What is needed: Give back the full set of entries exactly, keeping each line intact.

Given data:
--- --- ---

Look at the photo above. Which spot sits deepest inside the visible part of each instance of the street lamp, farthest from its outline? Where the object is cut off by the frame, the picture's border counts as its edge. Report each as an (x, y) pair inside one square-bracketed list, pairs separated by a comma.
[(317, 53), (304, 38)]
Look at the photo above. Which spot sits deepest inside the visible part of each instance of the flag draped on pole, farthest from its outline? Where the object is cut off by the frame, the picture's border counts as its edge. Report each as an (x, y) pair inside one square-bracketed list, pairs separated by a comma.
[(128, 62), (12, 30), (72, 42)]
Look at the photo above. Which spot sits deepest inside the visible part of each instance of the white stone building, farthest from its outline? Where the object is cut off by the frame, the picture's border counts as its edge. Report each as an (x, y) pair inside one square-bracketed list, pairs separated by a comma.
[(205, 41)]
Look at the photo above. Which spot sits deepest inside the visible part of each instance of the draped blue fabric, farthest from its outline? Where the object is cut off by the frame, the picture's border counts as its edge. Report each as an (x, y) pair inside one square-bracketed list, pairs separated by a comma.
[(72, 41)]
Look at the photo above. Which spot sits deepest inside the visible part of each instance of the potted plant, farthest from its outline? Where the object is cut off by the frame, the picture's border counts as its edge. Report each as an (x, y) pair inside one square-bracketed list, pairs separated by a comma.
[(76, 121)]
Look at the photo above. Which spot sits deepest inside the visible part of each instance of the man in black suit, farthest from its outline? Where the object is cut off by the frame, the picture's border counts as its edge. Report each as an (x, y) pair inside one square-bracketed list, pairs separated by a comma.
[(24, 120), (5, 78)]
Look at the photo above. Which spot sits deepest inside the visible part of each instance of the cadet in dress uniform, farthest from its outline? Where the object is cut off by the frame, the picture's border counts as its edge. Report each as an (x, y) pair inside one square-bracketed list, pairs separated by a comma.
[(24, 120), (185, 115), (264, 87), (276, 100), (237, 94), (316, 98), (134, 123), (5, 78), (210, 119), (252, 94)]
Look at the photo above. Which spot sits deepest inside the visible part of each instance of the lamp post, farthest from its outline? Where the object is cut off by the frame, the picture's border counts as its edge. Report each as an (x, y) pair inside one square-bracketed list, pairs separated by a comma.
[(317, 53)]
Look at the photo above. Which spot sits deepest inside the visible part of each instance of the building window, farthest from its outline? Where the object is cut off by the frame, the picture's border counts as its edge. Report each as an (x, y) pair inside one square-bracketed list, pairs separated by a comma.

--- --- ---

Exercise response:
Look at the photo above. Which spot sits deepest inside the visible part of each instance of the street lamp, farthest from its outline? Where the object is cut off by the frame, the picture's border counts as its edge. Report each as an (x, y) pair inside one square-bracketed list, pairs separated by a comma.
[(317, 53), (304, 38)]
Look at the photo above. Which spot sits deepest inside the visible part of each instance of the flag draped on pole, farthest from its outline? Where the object is cut off by the frame, the picture's border counts as its edge. Report each as an (x, y) pair inside one square-bracketed list, pairs separated by a comma.
[(128, 62), (12, 30), (72, 42)]
Look at the photo above. Which spot sits deepest inside the visible part of each instance of the white stone building, farthest from its outline? Where the object is cut off by the frame, the picture's border counts as its edge. Report each as an (x, y) pair inside one square-bracketed list, pairs separated by a comma.
[(205, 41)]
Look at the photo above. Which spot sits deepest inside the visible part of each instance of the draped blue fabric, farthest from its outline? Where the object is cut off by the frame, the picture's border counts as its edge. Report each as an (x, y) pair inside one square-bracketed list, pairs separated by a comma.
[(72, 41)]
Look at the photo above. Which spot sits deepest inside the visible part of each instance of the potted plant, farthest from its outline? Where the object is cut off by the frame, the picture's border counts as its edge. Report each as an (x, y) pair inside one square-bracketed list, pairs separated by a comma.
[(76, 121)]
Look at the photo above. Which spot sits deepest inside the visible part of each instance of the man in black suit, farthest from its outline? Where the object is cut off by the frame, the picture's border counts as its edge. Report each as an (x, y) pair inside one square-bracketed list, pairs separated by a comma.
[(24, 120), (5, 78)]
Look at the photo above. Which spot sits deepest inside the visible part of each instance of the cadet in dress uniform, farthest from its outline? Where the object is cut off by the frame, the picture's border counts as its edge. Report each as an (x, y) pair inside one square-bracketed list, pairs separated by a comma.
[(24, 120), (185, 115), (264, 87), (276, 100), (237, 94), (316, 98), (134, 123), (5, 78), (210, 119), (252, 94)]
Look at the photo above. Which spot sits deepest inside the visible part of each instance of the lamp post, farthest from its outline? Where the object is cut off by the frame, the picture's border counts as its edge. Report each as an (x, y) pair inside one square-bracketed list, pairs separated by a comma.
[(317, 53)]
Look at the photo above. Which spot sits deepest inside the visible part of each instance of the building window, farthest from its outline? Where the object is cut off by the frame, the picture's border counts as its edge. Report each as an (x, y) pair inside one square-bracketed list, pairs separated by a comma.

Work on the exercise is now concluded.